> **Task brief**: Reproduce every line from the start of the rows up to and including the line containing "(545, 92), (704, 186)", requests included, and shift each answer bounding-box coordinate by adding 109 to it.

> **Input records**:
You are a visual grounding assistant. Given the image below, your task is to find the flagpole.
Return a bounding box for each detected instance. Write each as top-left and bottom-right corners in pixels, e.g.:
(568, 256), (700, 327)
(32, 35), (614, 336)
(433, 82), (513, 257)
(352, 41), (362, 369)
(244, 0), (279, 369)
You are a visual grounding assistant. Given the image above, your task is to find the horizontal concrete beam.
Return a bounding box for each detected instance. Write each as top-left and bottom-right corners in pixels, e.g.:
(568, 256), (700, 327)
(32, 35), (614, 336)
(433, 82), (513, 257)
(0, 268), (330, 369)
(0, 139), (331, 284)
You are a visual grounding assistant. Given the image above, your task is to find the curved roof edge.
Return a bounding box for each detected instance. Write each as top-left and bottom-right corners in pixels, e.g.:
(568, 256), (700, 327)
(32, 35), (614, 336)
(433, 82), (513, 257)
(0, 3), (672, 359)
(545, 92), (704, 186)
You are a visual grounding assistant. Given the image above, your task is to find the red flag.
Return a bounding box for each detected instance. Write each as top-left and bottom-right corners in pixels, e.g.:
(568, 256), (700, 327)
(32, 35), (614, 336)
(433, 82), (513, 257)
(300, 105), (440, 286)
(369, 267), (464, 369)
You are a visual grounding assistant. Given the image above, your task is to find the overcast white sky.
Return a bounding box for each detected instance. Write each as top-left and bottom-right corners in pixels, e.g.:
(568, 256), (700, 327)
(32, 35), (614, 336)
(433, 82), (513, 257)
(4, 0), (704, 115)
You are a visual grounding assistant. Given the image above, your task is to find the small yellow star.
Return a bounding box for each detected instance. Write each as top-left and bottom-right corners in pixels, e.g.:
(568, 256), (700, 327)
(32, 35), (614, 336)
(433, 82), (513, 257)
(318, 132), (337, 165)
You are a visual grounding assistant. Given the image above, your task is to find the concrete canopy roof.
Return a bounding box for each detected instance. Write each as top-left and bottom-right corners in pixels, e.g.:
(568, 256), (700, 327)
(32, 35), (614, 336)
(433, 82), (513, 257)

> **Task response**:
You are a visual grounding assistant. Given the image below, your task is to find the flagpole.
Return a bounding box for each detected instance. Write each as top-left and bottom-right corners in pixels, e.g.:
(568, 256), (700, 327)
(32, 35), (614, 336)
(433, 82), (513, 257)
(461, 150), (471, 478)
(353, 109), (388, 478)
You are a visual grounding assistant. Given the image above, your task is to find the horizontal concrete beam.
Return a bounding box for each detected instance. Write each as top-left and bottom-right corners in pixels, e.g.:
(568, 256), (700, 327)
(32, 35), (614, 336)
(433, 82), (513, 257)
(109, 377), (439, 478)
(109, 248), (440, 393)
You are a visual grounding assistant. Given the image above, your task is to find the curved roof edge.
Return a bounding box for each detected instance. Write each as top-left and bottom-right corners in pixels, e.g.:
(568, 256), (700, 327)
(32, 35), (614, 336)
(433, 82), (513, 257)
(109, 112), (781, 468)
(654, 201), (813, 295)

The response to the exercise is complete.